Course Name: Object-Oriented Programming In Java.
Course Overview: This five-day course covers the fundamentals
of programming Java. Both the language and some of the standard packages
are covered. Numerous exercises and laboratories provide students "hands
on" experience with Java. This course emphasizes the development
of applications, and only lightly covers applets and graphical user interfaces
Course Audience: This course is aimed at anyone wanting to write
applications in Java.
Course Prerequisites: Knowledge of basic programming concepts
is required. Knowledge of C is helpful but is not required.
Knowledge of C++ or of object-oriented concepts is not required.
(If all students in a course are familiar with these subjects, presentation
of the course material can be accelerated and more complicated programming
laboratories will be assigned.)
Introduction: The "compile once, run many" paradigm.
A first Java program. Tools for compiling, interpreting, and debugging
Java programs. An outline of the course.
Control Flow Constructs: Java’s lexical conventions.
Types and type conversion. Implicit conversion and explicit casting.
Operators. Control flow statements.
Classes and Objects: The concepts, syntax, and semantics
for classes. Instantiating objects. Constructors and initializers.
Encapsulation. Static fields and methods.
Specialization: Class specialization through extension
(i.e., subclassing). Inheritance of implementation. Calling
superclass constructors and methods. The four levels of access (public,
protected, package, and private).
Type Promotion and Polymporphism: Overriding methods in
subclasses. Type promotion (or "upcasting"). Downcasting and
the "instanceof" operator. Polymorphism. How a subclass must
obey the superclass contract. Abstract and final classes and methods.

=== Challenge 1 ===
Please lay out the rows, starting with the line containing "palm trees in" and going on through the last row, as a Markdown table with the columns Number and Line. Omit any blank lines.
=== Challenge 2 ===
Carry on the Java course outline from its final sentence.
The Java course outline and the rows are unrelated to each other.

=== Exercise inputs ===
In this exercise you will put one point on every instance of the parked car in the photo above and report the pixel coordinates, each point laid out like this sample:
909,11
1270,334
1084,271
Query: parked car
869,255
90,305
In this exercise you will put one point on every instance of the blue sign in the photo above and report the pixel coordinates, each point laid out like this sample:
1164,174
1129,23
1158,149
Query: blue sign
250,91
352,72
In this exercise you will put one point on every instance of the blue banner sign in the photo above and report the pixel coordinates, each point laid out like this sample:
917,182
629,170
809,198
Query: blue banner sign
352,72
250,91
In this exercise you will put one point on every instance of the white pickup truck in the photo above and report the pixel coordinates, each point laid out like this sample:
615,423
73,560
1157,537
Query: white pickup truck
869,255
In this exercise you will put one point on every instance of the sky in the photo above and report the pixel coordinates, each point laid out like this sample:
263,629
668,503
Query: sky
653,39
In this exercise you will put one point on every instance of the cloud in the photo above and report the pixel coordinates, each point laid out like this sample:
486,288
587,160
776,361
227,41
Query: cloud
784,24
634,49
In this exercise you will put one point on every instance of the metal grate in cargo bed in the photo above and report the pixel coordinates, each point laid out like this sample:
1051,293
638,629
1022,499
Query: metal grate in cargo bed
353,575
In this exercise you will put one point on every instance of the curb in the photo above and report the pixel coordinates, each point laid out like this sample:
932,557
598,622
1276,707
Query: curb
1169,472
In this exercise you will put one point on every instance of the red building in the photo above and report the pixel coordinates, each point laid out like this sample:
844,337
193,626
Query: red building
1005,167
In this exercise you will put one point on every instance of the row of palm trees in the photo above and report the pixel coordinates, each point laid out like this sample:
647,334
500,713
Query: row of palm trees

=== Reply 1 ===
| Number | Line |
|---|---|
| 1 | In this exercise you will put one point on every instance of the row of palm trees in the photo above and report the pixel coordinates, each point laid out like this sample: |
| 2 | 647,334 |
| 3 | 500,713 |
| 4 | Query: row of palm trees |

=== Reply 2 ===
The binding of static methods.
Another Look at Classes and Objects: The Object class.
Comparing objects for reference and value equality. Parameter passing
and object cloning. Inner classes.
Arrays and Strings: Arrays and strings as objects.
How to create instances of each. Strings versus Stringbuffers.
Interfaces: Interface specialization through the definition
and implementation of interfaces. The use of classes versus interfaces.
Why Java permits multiple inheritance of interface but only single inheritance
of implementation. Using interfaces for role-based design.
Basic Data Structures: The data structure classes in the java.util package (the original, Java 1.2, and Java 1.5 collection
classes and interfaces). Using Iterators or Enumerations to iterate.
Arrays versus dynamic arrays. Linked lists versus dynamic arrays.
Tree sets and maps versus hash sets and maps.
Packages: The package as a mechanism for name scoping and
access control. Defining and importing packages. A brief summary
of the standard Java packages.
The I/O Packages: The I/O classes in the java.io package.
Examples using the byte I/O (input stream and output stream) and character
I/O (reader and writer) classes.
Exceptions: Defining exceptions. Checked versus unchecked
exceptions. Throwing exceptions. The try-catch and try-catch-finally
idioms. How to handle an exception. Throwing exceptions in
overridden methods. Using exception information.
Threads: The concept of threads (versus processes).
Creating Java threads. Java mechanisms for the synchronization of
access to shared objects. Thread groups.
Back to the
Java Training Course Catalog.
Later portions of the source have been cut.